* _Items listed in a dataset_:
——

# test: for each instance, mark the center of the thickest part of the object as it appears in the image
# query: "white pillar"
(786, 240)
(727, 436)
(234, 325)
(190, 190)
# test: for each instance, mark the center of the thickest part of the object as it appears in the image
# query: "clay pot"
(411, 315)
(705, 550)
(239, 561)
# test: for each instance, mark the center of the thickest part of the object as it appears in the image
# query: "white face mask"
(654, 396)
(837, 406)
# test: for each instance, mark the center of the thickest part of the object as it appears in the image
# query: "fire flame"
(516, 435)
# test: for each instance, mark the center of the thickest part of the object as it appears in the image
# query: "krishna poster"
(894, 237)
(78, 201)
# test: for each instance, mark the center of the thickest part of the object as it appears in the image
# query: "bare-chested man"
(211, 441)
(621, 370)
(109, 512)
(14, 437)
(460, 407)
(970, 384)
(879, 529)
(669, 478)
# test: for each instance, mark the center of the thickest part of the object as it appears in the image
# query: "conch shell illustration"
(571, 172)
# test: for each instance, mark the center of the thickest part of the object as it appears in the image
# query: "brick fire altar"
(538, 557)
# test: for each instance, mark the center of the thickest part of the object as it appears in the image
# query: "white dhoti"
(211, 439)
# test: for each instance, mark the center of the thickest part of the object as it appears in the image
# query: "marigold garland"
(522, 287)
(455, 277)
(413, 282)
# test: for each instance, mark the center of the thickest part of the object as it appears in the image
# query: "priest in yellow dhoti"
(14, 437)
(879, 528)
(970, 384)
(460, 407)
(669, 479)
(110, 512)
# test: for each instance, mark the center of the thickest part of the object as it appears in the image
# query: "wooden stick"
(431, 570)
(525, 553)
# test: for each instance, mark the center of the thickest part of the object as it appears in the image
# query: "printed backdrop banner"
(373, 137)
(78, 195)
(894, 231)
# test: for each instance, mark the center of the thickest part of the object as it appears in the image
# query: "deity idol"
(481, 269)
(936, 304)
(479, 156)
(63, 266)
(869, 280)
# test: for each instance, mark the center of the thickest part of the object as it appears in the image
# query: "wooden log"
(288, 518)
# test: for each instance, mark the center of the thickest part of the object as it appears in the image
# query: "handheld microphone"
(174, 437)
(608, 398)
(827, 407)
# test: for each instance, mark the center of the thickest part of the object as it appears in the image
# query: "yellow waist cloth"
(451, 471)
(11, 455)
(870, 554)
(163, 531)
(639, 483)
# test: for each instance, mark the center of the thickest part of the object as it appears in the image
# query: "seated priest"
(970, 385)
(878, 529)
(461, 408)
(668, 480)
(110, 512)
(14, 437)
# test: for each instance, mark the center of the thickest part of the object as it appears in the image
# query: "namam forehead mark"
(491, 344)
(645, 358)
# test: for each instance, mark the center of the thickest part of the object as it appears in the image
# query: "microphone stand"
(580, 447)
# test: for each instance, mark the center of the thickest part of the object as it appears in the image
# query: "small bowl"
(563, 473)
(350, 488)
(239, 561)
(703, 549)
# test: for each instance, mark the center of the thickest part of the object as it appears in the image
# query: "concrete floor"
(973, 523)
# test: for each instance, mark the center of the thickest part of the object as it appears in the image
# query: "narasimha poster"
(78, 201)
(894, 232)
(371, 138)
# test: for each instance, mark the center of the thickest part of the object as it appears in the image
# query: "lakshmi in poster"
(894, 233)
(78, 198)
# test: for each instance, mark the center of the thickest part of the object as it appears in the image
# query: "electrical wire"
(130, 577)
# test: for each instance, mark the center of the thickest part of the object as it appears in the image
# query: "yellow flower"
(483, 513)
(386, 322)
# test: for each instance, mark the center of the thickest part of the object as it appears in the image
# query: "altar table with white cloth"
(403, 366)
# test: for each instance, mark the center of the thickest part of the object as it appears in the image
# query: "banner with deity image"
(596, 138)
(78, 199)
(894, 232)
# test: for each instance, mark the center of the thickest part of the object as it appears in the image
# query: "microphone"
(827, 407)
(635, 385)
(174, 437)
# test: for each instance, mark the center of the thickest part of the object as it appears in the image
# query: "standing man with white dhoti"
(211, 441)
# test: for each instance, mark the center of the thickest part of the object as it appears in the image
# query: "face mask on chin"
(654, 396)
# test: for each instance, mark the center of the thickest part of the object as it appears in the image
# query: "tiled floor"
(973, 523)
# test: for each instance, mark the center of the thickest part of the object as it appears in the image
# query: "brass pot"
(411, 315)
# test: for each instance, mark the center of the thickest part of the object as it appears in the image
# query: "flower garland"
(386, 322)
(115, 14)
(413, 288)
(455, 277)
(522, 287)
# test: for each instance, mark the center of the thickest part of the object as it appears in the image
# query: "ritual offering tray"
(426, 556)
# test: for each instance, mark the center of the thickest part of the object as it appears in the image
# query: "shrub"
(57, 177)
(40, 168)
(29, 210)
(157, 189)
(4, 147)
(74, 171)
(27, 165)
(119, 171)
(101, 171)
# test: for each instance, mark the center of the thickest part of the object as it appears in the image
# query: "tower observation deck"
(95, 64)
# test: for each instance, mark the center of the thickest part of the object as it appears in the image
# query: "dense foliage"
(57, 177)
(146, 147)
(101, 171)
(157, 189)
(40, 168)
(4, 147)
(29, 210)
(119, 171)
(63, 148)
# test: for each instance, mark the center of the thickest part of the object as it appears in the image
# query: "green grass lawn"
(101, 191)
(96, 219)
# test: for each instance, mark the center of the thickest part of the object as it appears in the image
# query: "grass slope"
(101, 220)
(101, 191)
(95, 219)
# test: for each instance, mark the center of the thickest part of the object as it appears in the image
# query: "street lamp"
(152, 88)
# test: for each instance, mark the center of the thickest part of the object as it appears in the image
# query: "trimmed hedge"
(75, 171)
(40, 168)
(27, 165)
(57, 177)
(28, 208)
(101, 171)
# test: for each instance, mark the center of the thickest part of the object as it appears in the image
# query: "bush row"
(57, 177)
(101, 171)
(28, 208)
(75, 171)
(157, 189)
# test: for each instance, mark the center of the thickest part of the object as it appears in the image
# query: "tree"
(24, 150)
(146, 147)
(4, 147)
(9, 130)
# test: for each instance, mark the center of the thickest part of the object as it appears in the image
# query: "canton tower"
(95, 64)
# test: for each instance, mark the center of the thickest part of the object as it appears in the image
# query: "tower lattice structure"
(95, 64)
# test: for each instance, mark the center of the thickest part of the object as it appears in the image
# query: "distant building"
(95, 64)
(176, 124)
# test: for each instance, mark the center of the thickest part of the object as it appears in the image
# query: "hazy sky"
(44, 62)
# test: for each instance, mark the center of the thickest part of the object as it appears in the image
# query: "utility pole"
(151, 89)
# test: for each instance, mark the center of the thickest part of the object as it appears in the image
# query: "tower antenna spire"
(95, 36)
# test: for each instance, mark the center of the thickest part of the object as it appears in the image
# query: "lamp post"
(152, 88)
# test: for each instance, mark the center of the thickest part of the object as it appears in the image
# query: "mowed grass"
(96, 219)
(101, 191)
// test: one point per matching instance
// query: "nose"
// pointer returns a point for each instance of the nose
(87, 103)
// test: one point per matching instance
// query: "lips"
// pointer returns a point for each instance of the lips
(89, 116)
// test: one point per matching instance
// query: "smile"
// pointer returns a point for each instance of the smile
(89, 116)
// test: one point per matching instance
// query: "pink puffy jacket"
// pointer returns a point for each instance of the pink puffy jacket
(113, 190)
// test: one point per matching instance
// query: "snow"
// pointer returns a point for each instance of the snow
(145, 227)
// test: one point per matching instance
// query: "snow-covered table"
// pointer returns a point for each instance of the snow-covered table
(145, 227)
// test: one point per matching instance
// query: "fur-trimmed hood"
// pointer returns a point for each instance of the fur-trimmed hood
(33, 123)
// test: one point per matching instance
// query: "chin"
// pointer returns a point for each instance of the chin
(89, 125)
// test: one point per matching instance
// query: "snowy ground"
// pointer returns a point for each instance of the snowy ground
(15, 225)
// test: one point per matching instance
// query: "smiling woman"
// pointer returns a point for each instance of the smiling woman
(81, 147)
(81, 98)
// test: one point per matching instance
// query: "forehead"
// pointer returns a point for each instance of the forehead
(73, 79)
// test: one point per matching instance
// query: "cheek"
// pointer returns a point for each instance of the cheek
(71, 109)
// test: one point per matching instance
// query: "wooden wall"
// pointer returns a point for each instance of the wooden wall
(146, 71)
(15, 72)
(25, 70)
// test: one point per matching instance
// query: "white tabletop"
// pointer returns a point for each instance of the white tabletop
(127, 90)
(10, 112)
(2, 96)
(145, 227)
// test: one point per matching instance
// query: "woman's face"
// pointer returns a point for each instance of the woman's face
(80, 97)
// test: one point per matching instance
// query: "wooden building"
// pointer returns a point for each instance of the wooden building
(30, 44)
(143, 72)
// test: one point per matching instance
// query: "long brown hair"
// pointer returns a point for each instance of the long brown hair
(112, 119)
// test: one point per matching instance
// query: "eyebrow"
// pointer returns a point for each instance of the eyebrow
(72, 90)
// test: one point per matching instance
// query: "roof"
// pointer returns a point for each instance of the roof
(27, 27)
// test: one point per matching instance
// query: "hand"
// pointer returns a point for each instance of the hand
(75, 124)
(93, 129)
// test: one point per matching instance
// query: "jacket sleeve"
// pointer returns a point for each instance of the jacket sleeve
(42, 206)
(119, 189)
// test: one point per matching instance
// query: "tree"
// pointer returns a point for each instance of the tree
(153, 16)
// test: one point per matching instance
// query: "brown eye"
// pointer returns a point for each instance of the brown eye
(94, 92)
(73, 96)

——

* _Work instructions_:
Please transcribe exactly the line containing "the white tabletop" and every line after it to the end of the data, and no other lines.

* _Solution for this problem_:
// pointer returns a point for each instance of the white tabletop
(127, 90)
(10, 112)
(2, 96)
(145, 227)
// test: one point per matching instance
// query: "woman's face"
// pointer returns a point for each instance of the woman's face
(80, 97)
// test: one point per matching instance
// query: "wooden building"
// pointer returns a point for each instance of the wooden building
(30, 44)
(143, 72)
// test: one point per matching instance
// query: "long brown hair"
// pointer returns a point for each instance of the long brown hair
(112, 119)
// test: one point per matching instance
// query: "eyebrow"
// pointer returns a point for each instance of the eyebrow
(72, 90)
// test: one point per matching instance
// query: "roof"
// pointer returns a point for each instance of the roof
(27, 27)
// test: one point per matching instance
// query: "hand"
// pointer returns a point for each instance of the hand
(75, 124)
(93, 129)
// test: one point per matching instance
// query: "jacket sleeve"
// pointer returns a point for each instance of the jacket sleeve
(42, 206)
(119, 189)
// test: one point per matching instance
// query: "tree"
// pointer returns a point for each instance of the tree
(153, 16)
// test: one point per matching instance
// query: "brown eye"
// pointer returns a point for each instance of the brown eye
(94, 92)
(73, 96)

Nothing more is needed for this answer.